EXERCISE REQUIREMENTS →
Copy every line of the data below word for word, and please omit the pictures from your copy.

[Image point annotation entries]

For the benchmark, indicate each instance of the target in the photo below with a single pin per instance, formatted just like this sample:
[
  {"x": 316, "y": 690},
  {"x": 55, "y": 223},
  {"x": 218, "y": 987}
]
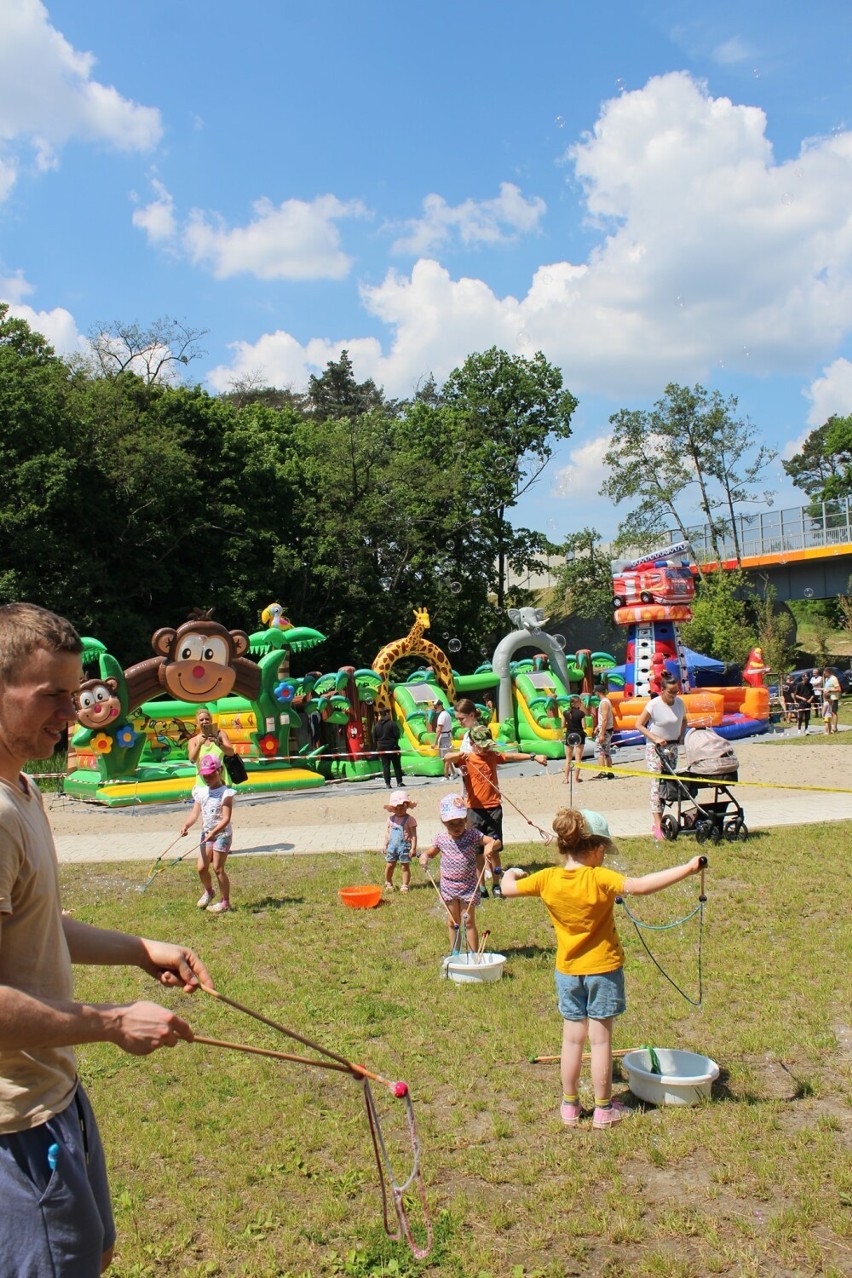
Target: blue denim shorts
[
  {"x": 598, "y": 997},
  {"x": 56, "y": 1217},
  {"x": 221, "y": 844}
]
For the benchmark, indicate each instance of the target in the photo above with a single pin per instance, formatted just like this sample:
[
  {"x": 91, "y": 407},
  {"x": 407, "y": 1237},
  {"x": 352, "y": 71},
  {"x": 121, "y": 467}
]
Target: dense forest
[{"x": 129, "y": 500}]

OUTPUT OF THE EXERCISE →
For the benchmark, indicate each instance of the target in the photo below with a single pin per instance, formatted just like this sample:
[
  {"x": 316, "y": 690},
  {"x": 55, "y": 223},
  {"x": 218, "y": 987}
]
Target: blue denim shorts
[
  {"x": 598, "y": 997},
  {"x": 56, "y": 1217},
  {"x": 221, "y": 844}
]
For the benchmark, indicate each instance of the target in the photo above with a single pin per instance, formatted just like this sample:
[
  {"x": 91, "y": 407},
  {"x": 407, "y": 1237},
  {"x": 352, "y": 71},
  {"x": 121, "y": 467}
]
Target: dense forest
[{"x": 129, "y": 500}]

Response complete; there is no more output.